• DOCUMENT SEGMENT
>>>
A team of researchers may have found a way to overcome the CRISPR gene-editing technology’s biggest flaw: its ability to damage other genes.
CRISPR-Cas9 is a technology that promises to usher in a new age of genetics, whereby harmful, hereditary genes can be ‘snipped’ out and replaced with healthy ones.
One of the most recent examples was conducted by a team that successfully removed and corrected the gene responsible for hypertrophic cardiomyopathy (sudden death syndrome).
The reason that such a promising technology has not gone mainstream is because its long-term effects remain unknown, with concerns that it could lead to hundreds of unintended mutations in surrounding genes.
But now, according to The Guardian, a team of researchers from the Salk Institute in California has created what some might see as ‘CRISPR 2.0’ because, instead of physically cutting out the DNA from genetic code, it “turns up the volume” on the affected area.
In a paper published to Cell, the team explained that in its new method, the Cas9 protein used to cut out the DNA now actually latches on to it, thanks to the inclusion of a third molecule that can seek out the target area.
The method was tested in mice with muscular dystrophy, a muscular degeneration disorder caused by a mutated gene that produces smaller amounts of protein called dystrophin, found in muscle fibres.
Rather than cutting out the bad gene, the new CRISPR method significantly boosts the power of another protein called utrophin, which helps to balance out the lack of dystrophin.
As no gene is removed, there should be a much lower chance of unwanted mutations occurring in the surrounding genes.
<<<
• Dataset entries
>>>
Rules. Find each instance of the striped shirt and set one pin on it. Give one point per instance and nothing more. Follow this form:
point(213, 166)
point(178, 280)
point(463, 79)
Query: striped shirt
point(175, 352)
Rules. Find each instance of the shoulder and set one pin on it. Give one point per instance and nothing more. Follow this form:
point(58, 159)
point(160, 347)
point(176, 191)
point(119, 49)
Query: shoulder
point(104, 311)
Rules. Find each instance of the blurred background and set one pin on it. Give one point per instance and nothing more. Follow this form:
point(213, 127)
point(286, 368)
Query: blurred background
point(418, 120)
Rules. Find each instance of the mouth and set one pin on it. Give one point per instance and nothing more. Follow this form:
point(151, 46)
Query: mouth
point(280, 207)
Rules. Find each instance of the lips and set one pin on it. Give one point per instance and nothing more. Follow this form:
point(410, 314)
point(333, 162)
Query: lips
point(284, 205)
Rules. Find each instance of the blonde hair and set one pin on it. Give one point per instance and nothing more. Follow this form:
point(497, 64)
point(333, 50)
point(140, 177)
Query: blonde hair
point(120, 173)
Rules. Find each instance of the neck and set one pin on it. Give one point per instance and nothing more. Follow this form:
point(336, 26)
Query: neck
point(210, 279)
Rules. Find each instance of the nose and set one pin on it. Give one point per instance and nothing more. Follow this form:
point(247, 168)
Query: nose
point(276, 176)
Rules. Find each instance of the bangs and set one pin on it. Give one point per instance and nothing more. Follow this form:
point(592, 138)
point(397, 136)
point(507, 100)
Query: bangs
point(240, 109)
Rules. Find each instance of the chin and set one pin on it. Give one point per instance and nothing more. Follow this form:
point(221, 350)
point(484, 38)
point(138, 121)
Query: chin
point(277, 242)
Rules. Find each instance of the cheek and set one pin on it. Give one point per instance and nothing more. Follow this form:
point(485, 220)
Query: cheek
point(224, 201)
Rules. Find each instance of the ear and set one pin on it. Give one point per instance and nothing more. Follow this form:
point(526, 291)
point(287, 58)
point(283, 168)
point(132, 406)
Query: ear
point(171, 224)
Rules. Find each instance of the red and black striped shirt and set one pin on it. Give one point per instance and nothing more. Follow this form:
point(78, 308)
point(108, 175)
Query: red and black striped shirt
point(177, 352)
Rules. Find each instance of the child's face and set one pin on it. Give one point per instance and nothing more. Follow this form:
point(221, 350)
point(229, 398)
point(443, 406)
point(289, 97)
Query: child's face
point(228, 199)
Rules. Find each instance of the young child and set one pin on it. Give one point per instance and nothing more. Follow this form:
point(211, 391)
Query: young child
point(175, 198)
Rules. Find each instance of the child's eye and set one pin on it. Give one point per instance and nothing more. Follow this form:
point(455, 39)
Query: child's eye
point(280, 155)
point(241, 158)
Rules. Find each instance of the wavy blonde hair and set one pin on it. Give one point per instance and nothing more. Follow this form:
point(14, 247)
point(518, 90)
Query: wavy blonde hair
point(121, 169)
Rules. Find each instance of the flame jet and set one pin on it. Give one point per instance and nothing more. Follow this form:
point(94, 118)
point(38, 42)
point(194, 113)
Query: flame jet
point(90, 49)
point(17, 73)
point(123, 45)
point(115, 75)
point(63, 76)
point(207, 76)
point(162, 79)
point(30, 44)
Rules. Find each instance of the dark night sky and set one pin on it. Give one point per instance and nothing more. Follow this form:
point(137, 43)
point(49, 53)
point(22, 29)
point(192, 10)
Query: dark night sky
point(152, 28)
<<<
• ACTIVITY LIST
[1] Which proteins does the passage on CRISPR gene editing name?
[2] Extend the passage on CRISPR gene editing, beginning right after its final sentence.

• ANSWERS FOR THE TASKS
[1] Cas9, dystrophin, utrophin

[2]
Turn back ageing?
“Cutting DNA opens the door to introducing new mutations,” said the study’s lead author, Juan Carlos Izpisua Belmonte.
“That is something that is going to stay with us with CRISPR or any other tool we develop that cuts DNA. It is a major bottleneck in the field of genetics – the possibility that the cell, after the DNA is cut, may introduce harmful mistakes.”
Belmonte has even gone as far as to say the treatment could reverse the ageing process, but this is very far down the line.
“Our goal will be to reactivate genes silenced by ageing, or to use the system to replenish stores of adult stem cells, which promote regeneration but are typically depleted with age,” he explained.
Reaction from other research groups has been understandably cautious, with Alena Pance, a senior scientist from the UK’s Wellcome Trust Sanger Institute, claiming that it could still cause side effects in untargeted genes.
If it were used on one particular organ, she said, it could affect the same genes across the body, leading to unwanted side effects.